[Stored dataset items]
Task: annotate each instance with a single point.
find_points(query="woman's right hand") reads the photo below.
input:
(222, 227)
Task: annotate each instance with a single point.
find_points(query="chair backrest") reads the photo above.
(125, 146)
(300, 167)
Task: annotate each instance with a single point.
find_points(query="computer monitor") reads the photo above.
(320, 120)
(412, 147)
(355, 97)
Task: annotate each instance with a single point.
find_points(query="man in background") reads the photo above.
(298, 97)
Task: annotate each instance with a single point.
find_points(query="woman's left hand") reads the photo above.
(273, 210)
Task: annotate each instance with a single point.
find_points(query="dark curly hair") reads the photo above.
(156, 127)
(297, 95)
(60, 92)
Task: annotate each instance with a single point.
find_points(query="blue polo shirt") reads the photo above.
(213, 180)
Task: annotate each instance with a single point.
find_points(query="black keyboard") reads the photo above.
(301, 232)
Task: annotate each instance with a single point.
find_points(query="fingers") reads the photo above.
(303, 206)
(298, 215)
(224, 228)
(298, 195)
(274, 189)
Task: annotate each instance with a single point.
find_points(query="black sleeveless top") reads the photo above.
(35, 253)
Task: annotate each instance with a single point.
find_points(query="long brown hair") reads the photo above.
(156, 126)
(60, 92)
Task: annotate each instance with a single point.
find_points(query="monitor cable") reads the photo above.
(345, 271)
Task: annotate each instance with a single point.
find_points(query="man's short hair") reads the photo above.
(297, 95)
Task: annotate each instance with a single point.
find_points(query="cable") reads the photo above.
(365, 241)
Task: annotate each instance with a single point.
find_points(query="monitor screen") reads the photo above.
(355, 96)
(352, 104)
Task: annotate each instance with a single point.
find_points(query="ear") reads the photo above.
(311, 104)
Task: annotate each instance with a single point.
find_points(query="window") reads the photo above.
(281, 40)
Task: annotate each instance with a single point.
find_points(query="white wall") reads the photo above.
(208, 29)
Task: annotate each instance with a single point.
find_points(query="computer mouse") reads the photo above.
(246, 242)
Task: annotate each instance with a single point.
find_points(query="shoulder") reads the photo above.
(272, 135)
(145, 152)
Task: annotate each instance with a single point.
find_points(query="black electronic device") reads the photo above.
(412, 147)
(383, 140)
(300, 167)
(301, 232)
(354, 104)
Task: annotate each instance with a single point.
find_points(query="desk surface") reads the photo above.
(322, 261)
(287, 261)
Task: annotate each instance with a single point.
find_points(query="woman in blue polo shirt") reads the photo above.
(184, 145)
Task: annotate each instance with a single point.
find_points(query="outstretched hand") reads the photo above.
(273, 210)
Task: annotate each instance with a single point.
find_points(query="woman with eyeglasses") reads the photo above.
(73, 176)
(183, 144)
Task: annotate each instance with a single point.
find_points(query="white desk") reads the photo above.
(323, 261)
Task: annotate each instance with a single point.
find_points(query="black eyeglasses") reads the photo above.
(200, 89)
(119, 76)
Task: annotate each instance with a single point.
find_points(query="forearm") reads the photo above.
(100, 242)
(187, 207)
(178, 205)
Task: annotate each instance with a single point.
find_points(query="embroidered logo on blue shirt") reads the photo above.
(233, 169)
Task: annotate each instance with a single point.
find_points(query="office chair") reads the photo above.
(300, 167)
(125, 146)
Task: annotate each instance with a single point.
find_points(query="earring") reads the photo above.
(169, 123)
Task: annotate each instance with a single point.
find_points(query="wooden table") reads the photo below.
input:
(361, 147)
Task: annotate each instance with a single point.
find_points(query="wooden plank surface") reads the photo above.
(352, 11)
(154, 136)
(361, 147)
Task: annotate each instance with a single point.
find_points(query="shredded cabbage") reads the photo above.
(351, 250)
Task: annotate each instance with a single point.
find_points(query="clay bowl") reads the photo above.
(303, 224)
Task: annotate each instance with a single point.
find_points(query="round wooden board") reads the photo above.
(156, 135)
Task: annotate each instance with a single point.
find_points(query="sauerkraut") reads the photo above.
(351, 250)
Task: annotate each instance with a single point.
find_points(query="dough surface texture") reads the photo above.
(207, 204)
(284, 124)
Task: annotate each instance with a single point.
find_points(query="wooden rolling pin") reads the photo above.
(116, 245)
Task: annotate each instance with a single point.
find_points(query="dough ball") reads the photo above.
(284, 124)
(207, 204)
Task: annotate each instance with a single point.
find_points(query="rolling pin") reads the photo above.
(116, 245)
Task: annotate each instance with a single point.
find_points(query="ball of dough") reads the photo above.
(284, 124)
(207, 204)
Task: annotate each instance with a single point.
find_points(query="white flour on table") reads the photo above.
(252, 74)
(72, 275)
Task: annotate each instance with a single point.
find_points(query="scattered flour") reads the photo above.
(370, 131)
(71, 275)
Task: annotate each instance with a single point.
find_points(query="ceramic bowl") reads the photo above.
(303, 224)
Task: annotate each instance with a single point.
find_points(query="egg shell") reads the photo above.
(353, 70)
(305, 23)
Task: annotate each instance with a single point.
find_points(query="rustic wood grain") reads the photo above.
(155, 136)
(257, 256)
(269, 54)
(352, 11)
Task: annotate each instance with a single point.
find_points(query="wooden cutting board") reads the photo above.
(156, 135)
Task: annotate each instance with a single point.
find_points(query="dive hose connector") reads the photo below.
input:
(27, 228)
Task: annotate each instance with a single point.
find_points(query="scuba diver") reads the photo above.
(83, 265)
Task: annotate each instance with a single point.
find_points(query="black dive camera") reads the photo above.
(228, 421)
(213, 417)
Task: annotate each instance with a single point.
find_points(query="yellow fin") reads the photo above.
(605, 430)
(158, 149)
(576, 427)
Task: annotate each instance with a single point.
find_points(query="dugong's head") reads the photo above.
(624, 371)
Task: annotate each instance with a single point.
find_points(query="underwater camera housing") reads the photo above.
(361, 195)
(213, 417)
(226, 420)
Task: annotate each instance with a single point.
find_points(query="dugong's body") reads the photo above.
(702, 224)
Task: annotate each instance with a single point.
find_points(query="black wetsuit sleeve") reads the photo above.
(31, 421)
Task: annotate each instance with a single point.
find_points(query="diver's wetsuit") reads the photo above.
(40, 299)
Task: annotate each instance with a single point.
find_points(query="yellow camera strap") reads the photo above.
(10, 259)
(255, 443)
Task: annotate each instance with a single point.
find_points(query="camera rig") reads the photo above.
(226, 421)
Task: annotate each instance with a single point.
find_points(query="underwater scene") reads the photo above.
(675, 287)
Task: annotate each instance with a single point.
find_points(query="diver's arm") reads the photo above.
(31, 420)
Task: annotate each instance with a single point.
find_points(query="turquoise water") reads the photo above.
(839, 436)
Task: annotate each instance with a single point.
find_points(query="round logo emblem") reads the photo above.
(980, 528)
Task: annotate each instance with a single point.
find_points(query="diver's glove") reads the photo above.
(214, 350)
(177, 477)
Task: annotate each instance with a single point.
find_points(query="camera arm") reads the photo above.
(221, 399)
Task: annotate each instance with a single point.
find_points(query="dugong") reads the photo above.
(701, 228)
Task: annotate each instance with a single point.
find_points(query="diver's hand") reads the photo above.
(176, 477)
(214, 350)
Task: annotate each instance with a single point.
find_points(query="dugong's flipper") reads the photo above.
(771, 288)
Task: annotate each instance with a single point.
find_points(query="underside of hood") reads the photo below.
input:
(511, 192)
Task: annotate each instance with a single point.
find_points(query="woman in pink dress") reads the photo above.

## Task
Pull out every line of the rows above that holds the word "ball", treating uppercase and lowercase as different.

## In response
find_points(query="dough ball") reads the photo above.
find_points(query="ball of dough") reads the photo above.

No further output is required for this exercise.